#### WHAT YOU ARE ASKED TO DO:
Treat the line with "Can you find the red tile" as the starting point. Write it out and every line after it through the end of the listing below, exactly.

#### INFORMATION GIVEN:
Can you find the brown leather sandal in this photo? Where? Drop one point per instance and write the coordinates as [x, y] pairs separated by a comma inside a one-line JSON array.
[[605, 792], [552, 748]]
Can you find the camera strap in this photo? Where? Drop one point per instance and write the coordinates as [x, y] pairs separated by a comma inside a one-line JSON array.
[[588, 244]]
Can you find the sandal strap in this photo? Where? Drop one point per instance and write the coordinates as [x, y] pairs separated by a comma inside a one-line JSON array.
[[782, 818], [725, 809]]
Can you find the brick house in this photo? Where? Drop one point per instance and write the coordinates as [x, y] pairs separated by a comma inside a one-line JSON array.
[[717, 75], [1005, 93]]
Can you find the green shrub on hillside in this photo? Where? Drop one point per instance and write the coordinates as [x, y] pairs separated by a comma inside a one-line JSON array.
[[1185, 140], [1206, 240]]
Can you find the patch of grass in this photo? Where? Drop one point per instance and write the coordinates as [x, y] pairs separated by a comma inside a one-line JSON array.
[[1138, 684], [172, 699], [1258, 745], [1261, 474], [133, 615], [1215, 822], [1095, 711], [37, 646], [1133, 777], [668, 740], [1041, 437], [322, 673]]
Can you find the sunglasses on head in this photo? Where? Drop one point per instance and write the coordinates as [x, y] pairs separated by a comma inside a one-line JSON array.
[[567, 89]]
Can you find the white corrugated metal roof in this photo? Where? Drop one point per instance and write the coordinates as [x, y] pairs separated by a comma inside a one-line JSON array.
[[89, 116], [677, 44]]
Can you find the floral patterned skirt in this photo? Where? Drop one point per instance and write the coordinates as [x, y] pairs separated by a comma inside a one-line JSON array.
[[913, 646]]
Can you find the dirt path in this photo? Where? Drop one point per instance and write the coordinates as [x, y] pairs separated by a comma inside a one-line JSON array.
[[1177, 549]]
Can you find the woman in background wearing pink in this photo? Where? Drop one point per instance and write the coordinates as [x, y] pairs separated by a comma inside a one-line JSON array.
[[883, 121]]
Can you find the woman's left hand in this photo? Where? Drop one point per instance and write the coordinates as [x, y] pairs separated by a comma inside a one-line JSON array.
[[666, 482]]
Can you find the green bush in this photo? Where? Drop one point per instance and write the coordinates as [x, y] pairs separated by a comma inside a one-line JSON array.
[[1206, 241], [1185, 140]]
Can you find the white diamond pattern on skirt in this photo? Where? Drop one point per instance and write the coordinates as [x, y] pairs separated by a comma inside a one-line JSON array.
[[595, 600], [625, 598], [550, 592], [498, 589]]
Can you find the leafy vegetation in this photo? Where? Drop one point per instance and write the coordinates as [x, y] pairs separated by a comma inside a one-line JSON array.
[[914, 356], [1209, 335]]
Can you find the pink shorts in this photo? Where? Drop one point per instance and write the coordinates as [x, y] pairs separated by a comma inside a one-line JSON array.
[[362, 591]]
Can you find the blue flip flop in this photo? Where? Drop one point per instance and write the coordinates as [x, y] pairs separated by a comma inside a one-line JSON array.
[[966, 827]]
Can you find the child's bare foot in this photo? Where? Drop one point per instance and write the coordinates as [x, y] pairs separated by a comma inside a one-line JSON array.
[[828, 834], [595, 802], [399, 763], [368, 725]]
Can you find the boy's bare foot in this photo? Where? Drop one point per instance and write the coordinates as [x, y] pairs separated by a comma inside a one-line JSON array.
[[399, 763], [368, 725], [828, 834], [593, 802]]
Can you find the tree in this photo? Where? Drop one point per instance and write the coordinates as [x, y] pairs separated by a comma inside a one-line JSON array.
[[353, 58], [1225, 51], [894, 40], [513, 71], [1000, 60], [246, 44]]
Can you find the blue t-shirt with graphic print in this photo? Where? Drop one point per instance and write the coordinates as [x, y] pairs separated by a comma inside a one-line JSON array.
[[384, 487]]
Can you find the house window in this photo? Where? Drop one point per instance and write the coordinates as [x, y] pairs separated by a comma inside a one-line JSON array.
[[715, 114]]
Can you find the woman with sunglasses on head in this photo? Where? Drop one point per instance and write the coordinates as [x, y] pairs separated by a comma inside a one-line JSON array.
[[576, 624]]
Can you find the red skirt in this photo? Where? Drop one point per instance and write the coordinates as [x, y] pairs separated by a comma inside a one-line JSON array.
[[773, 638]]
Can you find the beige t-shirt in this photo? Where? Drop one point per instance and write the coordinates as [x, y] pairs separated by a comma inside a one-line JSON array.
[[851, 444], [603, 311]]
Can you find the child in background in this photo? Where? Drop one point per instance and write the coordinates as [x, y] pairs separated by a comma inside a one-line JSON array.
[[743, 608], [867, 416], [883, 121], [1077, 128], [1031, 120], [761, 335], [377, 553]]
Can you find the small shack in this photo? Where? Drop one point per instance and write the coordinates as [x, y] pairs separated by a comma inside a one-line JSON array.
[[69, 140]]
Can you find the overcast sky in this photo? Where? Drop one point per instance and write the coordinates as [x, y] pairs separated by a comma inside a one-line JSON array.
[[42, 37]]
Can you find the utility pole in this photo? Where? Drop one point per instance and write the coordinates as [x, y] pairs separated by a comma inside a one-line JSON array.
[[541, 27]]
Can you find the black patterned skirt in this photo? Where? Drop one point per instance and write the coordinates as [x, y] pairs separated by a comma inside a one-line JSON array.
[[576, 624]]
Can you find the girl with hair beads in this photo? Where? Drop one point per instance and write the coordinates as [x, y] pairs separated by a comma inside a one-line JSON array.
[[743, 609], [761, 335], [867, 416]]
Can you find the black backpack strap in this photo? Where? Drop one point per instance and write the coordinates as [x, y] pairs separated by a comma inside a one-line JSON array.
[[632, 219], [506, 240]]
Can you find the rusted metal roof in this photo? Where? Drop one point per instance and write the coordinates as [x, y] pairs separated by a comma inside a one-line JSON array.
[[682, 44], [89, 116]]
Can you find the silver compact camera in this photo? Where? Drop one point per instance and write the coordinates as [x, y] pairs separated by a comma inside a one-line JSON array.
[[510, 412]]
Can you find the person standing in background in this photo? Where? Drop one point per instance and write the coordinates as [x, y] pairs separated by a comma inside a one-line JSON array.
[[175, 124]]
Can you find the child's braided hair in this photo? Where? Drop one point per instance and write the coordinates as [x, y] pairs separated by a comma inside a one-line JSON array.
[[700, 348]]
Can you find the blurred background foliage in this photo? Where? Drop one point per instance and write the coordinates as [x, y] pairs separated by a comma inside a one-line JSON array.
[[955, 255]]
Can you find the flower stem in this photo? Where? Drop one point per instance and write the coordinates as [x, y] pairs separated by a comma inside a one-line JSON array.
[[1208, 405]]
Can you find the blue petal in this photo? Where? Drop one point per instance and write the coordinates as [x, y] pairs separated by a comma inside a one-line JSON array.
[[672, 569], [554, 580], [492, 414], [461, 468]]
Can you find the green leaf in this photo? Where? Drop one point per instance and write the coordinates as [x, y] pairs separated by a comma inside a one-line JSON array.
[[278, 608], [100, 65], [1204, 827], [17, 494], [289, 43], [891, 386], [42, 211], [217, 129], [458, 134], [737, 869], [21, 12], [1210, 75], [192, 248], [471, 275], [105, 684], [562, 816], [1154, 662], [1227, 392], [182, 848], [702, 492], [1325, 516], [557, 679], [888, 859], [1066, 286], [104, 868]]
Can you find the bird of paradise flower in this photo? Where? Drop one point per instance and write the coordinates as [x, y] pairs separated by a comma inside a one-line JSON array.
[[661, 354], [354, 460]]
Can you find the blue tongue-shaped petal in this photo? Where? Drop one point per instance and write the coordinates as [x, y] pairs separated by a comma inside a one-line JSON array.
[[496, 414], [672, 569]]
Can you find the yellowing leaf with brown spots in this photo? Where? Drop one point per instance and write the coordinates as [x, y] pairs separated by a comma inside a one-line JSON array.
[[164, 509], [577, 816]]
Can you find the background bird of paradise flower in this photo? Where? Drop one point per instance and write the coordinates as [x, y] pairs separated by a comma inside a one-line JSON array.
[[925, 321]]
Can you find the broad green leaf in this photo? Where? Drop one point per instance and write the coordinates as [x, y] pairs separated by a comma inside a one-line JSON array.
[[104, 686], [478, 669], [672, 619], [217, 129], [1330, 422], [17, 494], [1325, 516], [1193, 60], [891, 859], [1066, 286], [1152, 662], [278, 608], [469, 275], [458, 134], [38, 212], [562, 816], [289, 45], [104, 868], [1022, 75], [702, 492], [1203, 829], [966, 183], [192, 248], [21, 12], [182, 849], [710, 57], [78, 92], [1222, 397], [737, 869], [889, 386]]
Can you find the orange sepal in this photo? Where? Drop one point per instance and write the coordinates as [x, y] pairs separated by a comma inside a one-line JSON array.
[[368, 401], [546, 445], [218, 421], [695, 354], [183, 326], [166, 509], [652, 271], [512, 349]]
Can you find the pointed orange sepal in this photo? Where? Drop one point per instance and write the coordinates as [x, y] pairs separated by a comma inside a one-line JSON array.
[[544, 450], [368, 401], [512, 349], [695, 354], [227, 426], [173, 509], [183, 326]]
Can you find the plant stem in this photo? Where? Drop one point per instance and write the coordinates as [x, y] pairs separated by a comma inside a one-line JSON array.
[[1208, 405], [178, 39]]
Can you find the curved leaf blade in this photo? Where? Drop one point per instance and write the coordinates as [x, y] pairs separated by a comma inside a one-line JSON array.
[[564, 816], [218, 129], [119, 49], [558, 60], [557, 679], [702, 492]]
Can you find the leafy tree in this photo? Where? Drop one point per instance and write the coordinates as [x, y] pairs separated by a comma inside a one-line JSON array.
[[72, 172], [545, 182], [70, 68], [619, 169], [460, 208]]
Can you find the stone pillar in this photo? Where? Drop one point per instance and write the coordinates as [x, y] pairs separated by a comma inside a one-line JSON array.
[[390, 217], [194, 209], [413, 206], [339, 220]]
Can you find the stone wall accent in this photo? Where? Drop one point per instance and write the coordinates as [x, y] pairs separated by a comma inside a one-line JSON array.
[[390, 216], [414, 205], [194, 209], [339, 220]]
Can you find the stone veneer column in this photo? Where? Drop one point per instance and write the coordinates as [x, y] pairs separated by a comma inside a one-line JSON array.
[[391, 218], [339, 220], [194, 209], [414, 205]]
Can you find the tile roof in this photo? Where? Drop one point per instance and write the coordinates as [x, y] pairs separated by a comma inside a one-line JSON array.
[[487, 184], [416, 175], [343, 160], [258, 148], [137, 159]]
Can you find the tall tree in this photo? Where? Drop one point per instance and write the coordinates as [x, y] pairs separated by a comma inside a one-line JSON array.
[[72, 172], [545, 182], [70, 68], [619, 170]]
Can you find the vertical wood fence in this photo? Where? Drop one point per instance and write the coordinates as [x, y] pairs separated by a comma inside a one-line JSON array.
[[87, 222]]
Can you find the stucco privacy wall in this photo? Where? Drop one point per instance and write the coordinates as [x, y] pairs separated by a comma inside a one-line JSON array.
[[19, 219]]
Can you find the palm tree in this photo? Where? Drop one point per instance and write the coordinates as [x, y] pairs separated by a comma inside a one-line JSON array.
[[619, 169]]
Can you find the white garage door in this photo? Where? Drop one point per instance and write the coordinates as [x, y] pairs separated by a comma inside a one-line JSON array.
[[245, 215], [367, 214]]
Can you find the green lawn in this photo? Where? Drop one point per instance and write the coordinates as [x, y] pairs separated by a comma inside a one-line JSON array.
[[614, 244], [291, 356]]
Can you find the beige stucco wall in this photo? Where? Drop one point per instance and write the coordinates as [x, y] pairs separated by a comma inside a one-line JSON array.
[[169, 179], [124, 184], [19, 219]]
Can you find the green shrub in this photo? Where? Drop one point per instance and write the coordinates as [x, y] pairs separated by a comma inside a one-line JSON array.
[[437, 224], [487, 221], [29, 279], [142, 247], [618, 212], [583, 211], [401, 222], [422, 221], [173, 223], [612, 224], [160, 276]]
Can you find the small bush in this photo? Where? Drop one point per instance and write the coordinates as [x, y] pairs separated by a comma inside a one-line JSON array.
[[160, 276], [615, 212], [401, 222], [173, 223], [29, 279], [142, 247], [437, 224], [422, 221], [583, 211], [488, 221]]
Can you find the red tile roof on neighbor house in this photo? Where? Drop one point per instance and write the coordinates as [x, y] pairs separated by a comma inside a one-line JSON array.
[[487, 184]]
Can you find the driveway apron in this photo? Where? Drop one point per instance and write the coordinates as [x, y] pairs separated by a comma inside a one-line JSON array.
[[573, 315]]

#### SOLUTION FOR THIS TASK:
Can you find the red tile roof on neighbor house in this photo? Where? Drop one point per instance and write the coordinates as [x, y] pairs separated by a comma inside a one-line JSON array.
[[487, 184]]
Can you find the driveway apron in this photo? Where? Drop one point per instance and write the coordinates as [x, y] pairs separated by a comma inside a one-line JSON array.
[[573, 315]]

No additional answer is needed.